— START OF DATA IN THIS EXERCISE —

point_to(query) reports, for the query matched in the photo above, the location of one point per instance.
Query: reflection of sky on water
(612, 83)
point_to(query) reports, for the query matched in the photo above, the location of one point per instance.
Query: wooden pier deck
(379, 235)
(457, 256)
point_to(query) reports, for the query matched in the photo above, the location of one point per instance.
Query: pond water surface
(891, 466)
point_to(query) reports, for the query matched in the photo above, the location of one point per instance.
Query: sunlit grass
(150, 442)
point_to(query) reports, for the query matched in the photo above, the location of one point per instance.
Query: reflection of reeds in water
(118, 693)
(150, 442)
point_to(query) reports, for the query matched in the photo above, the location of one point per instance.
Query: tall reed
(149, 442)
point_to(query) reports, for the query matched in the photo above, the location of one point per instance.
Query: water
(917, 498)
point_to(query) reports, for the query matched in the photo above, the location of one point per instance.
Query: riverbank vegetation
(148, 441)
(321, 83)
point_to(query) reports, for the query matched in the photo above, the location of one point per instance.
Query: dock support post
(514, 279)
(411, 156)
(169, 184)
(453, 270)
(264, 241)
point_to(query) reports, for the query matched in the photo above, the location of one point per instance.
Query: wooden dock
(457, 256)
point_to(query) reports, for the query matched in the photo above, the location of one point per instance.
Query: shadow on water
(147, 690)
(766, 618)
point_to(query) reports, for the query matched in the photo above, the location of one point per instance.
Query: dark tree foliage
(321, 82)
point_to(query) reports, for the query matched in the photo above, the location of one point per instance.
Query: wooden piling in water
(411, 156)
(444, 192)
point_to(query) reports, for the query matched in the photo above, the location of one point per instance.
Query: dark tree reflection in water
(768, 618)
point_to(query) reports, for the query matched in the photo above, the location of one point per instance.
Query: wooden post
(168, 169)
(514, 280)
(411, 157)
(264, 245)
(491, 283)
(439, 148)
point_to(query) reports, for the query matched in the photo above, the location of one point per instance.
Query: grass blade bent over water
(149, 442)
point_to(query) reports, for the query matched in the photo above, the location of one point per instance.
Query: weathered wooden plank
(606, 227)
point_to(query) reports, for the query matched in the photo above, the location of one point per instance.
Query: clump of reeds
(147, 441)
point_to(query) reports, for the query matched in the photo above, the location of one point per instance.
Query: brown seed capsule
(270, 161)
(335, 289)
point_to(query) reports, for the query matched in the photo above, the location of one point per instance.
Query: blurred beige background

— END OF DATA IN THIS EXERCISE —

[EXERCISE PROMPT] How many lines in the records above contain the word "dark"? Reply with the number only.

[ANSWER TO THE EXERCISE] 2